** START **

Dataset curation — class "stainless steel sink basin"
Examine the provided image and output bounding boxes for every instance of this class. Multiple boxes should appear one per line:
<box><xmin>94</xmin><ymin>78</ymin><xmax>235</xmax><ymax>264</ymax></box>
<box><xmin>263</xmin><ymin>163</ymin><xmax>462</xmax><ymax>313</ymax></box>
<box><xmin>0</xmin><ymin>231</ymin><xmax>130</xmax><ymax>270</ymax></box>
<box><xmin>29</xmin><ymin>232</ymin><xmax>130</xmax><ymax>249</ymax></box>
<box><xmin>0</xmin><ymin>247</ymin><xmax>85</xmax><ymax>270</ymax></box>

** END **
** START **

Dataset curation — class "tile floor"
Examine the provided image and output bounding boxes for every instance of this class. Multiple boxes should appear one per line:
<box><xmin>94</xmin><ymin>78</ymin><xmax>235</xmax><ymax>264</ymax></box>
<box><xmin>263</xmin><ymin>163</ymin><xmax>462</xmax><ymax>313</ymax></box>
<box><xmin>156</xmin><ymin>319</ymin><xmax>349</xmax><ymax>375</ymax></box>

** END **

(WHAT YOU HAVE TO DO) Pick out each line in the records above that contains the string "ymin".

(EXPECTED ANSWER)
<box><xmin>94</xmin><ymin>78</ymin><xmax>235</xmax><ymax>264</ymax></box>
<box><xmin>263</xmin><ymin>163</ymin><xmax>462</xmax><ymax>313</ymax></box>
<box><xmin>0</xmin><ymin>231</ymin><xmax>130</xmax><ymax>270</ymax></box>
<box><xmin>29</xmin><ymin>232</ymin><xmax>130</xmax><ymax>249</ymax></box>
<box><xmin>0</xmin><ymin>247</ymin><xmax>85</xmax><ymax>270</ymax></box>
<box><xmin>94</xmin><ymin>78</ymin><xmax>235</xmax><ymax>264</ymax></box>
<box><xmin>263</xmin><ymin>163</ymin><xmax>462</xmax><ymax>313</ymax></box>
<box><xmin>156</xmin><ymin>319</ymin><xmax>349</xmax><ymax>375</ymax></box>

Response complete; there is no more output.